Гениальное описание истоков постмодернистской свободы дал Герман Гессе в романе «Игра в бисер» (1943). Традиции классики, отвергаемые авангардом, парадоксально восстанавливаются в постмодернизме, но уже в качестве особой игры смыслами, «игры стеклянных бус». Постмодернизм смеется там, где модернизм был серьезен: идеями – даже нигилистическими – можно жить, тогда как умерщвленными смыслами («означающими») можно только играть. Мышление постмодерниста включает в себя любую норму – от классицистской до абсурдистской, но только в плане снижающего ее отношения к другим культурным (религиозным, мировоззренческим, социальным) канонам. Постмодернистская культура представляет собой как бы бескачествениую ровную смысловую плоскость (экран интернета), где вещи и слова не имеют своего духовного места, а лишь отражаются друг в друге, благодаря чему трагедия приравнивается к комедии, страх – к смеху, красота – к уродству, реальность – ко сну. Постмодернистское сознание заключает своего рода дипломатический договор между «означаемым» и «означающим», благодаря чему, например, теория языковых игр Л. Витгенштейна свободно соотносится с христианской апофатикой, а трактаты Фрейда – с даосской «Книгой перемен». Если модернизм был, так сказать, еще невинен, то есть совпадал в своем отвержении благодатного бытия с самим собой, то постмодерн осознал потерю невинности: его центр – везде и нигде. Он постоянно обитает в зазоре между «да» и «нет», в некоей, говоря его же языком, дифференции (Ж. Деррида). Как бы то ни было, понятия вроде бога, человека, действительности, искусства, автора и т.п. для постмодернизма суть допотопные мифы, еще доживающие свой век где-то на задворках догматического сознания, но уж к современности относящиеся примерно так же, как, скажем, оперетта «Прекрасная Елена» к рок-группе «Black Sabbath».

Попросту все это означает, что одинаково правы святой и сатанист, мистик и психоаналитик, живой и мертвец, что нет способа различить просветление и наваждение, Моцарта и Сальери, Андрея Рублева и Сальвадора Дали. Более того, они принципиально равноценны, то есть представлены на единой всемирной электронной выставке в духе апокалиптического «хрустального дворца», когда-то так поразившего Достоевского в Лондоне. В религиозно-философском плане такая выставка знаменует собой конец культуры как посредницы между Богом и свободой, и переход её в иное духовное пространство – уже с темным нимбом вокруг головы.

→ ЗАПИСИ НАБОРА ДАННЫХ:
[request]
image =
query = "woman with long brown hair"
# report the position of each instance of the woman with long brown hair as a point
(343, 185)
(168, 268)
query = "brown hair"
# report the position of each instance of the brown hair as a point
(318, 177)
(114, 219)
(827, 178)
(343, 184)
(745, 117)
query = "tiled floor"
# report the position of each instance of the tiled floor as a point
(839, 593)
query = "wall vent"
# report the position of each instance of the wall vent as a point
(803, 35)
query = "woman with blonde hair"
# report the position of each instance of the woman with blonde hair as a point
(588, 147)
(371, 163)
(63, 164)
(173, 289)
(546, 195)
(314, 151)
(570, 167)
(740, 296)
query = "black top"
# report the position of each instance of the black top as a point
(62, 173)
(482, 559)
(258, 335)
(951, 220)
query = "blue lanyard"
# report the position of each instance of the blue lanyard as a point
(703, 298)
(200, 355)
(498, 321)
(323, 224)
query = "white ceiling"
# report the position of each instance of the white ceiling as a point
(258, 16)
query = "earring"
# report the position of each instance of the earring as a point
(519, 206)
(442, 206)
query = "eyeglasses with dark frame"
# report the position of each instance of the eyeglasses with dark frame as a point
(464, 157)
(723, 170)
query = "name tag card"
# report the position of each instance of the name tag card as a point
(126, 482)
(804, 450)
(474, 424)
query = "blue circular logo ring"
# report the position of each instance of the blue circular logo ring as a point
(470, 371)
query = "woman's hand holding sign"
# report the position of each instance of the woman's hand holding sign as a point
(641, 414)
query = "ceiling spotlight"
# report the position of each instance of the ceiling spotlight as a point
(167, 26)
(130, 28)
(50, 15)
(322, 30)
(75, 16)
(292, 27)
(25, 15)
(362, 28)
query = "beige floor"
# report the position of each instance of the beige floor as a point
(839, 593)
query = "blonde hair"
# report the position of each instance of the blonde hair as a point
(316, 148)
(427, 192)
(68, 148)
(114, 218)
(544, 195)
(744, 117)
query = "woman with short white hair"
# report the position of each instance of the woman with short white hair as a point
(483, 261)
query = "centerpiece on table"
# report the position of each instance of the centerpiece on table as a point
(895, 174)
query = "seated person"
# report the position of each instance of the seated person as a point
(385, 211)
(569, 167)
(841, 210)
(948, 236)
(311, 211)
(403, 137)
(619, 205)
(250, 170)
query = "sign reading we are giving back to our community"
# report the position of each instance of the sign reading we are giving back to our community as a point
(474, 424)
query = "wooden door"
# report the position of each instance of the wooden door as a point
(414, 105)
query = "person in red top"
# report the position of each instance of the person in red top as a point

→ ЗАДАНИЕ 1: Согласуются ли с текстом о постмодернизме следующие утверждения? (a) Традиции классики, отвергнутые авангардом, в постмодернизме восстанавливаются. (b) Модернизм смеется там, где постмодернизм был серьезен. (c) Хрустальный дворец поразил Достоевского в Париже. Для каждого ответьте «да» или «нет» и приведите точную цитату из текста, которая это решает.
→ ЗАДАНИЕ 2: Продолжите текст о постмодернизме после его последнего предложения.
Записи для работы не понадобятся.

→ ПРАВИЛЬНЫЙ ОТВЕТ 1:
(a) Да: «Традиции классики, отвергаемые авангардом, парадоксально восстанавливаются в постмодернизме».
(b) Нет: «Постмодернизм смеется там, где модернизм был серьезен».
(c) Нет: «когда-то так поразившего Достоевского в Лондоне».

→ ПРАВИЛЬНЫЙ ОТВЕТ 2:
Так или иначе, европейское историко-культурное колесо описало круг от первородного греха Адама и Каина (появление культуры как замены Бога) до смерти (ничто) как субстанции цивилизованной свободы[3].

Либерально-эгалитарный прогресс оказался дорогой к царству призраков, симулякров: «Каждая ценность или фрагмент ценности сверкают мгновение в небе симуляций, а потом исчезают в пустоте, следуя ломаной траекторией, которая только случайно может соприкоснуться с траекториями других ценностей... Мы живем в неопределенном воспроизведении идеалов, наваждений, образом, снов, которые давно остались позади. Вещи продолжают функционировать, в то время как их идея давно исчезла»[4]. Видимо, было что-то ошибочное в самой западной (рационально-юридической) постановке вопроса о святыне и свободе, благодаря чему европейцам пришлось – в каждую эпоху по-своему – противополагать человеческую волю «небесному деспотизму». Естественно, что при этом свобода чаще оказывалась «на стороне демона». Собственно, Люцифер (Денница) и явился на этом горизонте первым либералом и даже «небесным революционером», а культура соответственно – инфернальным изобретением (пространством антихриста).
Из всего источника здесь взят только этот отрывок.